PAGE EXTRACT
▶

Statistical analysis
An independent samples t-test with a significance level of 0.05 was employed to identify significant changes between the treatment and control samples (in studies testing the creatinine level in larvae by LC-MS/MS and studies employing the comparative Cq method for nephrin genes). Mortality of the treatment groups and the control were compared by χ2 test.
Results
Effects of AA on the morphology and viability of zebrafish larvae
Zebrafish larvae has provided a useful model for study on nephrotoxicity of compounds because the pronephros with functional maturation has been formed as early as 3 dpf stage. In this study, zebrafish larvae at the stage of 3 dpf were exposed to various concentrations of AA for 24 h, and then the morphology and viability were examined under microscope. As shown in Figure 1(b), 21% of larvae exposed to 10 µmol/L AA for 24 h exhibited evident periocular edema without other malformed phenotypes being found. As AA concentration increased to 20 and 40 µmol/L, a larger number of larvae displayed defective phenotypes in cardiovascular system coupled with periocular edema, characterized by slow heart beat and blood flow (Figure 1(c)). Not surprisingly, in some severe cases, we observed heart failure, slow blood flow, and blockage in trunk arterial and small vessels in the tail and body internodes. At 24 h, the difference in mortality between the mock control and each AA-treated group was not significant.

◀

SOURCE DATA
▶

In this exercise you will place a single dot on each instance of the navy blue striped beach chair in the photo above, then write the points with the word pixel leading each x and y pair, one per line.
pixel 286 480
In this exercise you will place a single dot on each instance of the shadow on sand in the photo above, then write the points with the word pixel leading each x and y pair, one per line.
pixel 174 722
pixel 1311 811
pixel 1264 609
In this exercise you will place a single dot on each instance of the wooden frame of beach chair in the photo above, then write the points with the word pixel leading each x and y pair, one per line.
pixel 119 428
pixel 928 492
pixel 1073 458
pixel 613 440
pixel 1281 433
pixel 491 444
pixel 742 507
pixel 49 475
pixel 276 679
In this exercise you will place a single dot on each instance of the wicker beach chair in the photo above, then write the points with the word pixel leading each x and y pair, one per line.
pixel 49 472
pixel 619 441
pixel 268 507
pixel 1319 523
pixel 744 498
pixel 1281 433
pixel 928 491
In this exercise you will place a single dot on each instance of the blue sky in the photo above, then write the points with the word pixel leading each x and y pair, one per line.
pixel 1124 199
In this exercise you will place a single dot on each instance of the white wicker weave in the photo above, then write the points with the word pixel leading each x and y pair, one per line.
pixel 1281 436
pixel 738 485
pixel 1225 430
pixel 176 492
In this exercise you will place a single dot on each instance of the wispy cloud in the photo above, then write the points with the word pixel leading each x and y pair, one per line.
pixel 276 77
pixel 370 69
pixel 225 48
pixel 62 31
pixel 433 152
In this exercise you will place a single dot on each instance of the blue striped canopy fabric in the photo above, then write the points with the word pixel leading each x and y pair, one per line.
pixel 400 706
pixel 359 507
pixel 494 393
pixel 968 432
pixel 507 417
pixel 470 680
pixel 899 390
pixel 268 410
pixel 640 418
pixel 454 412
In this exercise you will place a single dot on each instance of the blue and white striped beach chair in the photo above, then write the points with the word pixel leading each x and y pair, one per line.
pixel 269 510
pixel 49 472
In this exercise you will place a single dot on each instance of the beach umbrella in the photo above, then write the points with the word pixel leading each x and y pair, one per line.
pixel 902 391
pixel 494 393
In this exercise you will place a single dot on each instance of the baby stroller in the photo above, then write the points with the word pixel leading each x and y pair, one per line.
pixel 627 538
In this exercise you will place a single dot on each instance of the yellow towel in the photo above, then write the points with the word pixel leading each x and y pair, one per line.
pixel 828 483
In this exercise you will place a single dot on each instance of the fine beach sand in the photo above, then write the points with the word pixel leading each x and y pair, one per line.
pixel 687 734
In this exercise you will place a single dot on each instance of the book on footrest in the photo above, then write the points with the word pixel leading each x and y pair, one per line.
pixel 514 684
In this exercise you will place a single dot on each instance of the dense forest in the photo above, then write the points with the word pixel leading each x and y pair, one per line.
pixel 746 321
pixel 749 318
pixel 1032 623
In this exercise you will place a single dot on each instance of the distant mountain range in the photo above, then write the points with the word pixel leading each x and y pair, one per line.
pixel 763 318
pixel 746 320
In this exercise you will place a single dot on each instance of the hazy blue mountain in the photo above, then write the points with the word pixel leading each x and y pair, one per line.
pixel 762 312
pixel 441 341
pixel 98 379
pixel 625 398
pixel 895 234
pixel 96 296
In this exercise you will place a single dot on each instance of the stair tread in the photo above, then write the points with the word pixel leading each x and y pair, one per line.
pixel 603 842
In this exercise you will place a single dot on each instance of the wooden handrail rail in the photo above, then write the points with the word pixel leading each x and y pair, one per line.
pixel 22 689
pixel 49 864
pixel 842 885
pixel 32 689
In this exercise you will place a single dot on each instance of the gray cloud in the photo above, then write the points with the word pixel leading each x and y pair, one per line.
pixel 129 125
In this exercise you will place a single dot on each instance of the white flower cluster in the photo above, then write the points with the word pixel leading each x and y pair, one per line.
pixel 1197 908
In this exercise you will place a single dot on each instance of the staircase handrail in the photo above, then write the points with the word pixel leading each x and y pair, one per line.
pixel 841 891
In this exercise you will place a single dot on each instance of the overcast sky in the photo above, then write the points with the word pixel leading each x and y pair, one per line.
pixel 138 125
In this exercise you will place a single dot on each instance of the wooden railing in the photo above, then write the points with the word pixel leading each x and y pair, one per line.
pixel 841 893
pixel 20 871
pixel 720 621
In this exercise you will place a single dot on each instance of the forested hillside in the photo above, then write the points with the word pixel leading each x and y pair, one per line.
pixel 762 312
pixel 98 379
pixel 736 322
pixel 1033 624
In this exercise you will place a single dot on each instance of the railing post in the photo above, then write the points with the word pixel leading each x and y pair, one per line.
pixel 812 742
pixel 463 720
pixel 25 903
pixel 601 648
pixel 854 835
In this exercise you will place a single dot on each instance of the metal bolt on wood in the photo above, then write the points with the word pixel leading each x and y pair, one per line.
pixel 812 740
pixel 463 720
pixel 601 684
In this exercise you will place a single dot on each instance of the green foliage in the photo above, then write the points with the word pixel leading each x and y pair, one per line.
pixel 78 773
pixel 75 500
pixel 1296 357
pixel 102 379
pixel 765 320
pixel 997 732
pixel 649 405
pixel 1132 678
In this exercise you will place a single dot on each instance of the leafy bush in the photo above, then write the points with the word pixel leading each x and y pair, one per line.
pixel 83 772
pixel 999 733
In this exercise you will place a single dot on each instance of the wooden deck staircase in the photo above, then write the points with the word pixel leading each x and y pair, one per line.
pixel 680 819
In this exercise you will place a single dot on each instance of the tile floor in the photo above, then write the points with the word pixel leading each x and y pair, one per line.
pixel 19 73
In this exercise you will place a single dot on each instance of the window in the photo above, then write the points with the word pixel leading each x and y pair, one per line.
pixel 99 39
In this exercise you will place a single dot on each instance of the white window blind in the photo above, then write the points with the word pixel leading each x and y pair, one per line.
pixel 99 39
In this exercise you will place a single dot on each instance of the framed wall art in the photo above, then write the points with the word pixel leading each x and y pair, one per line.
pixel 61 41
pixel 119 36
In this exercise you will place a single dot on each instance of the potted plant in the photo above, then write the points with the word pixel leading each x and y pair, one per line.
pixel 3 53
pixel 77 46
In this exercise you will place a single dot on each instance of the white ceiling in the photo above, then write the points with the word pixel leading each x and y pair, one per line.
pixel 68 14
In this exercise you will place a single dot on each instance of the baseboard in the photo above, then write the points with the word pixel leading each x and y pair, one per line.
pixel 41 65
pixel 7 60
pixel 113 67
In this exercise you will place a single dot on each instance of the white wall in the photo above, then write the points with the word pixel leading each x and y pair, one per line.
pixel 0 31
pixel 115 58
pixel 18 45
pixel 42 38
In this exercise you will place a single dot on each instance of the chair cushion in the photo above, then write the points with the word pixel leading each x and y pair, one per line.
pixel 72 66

◀

PROBLEM
Transcribe the part of the zebrafish study excerpt that opens with the words containing "Statistical analysis" and closes with "by χ2 test.". The data are separate material and have nothing to do with the zebrafish study excerpt.

ANSWER SECTION
Statistical analysis
An independent samples t-test with a significance level of 0.05 was employed to identify significant changes between the treatment and control samples (in studies testing the creatinine level in larvae by LC-MS/MS and studies employing the comparative Cq method for nephrin genes). Mortality of the treatment groups and the control were compared by χ2 test.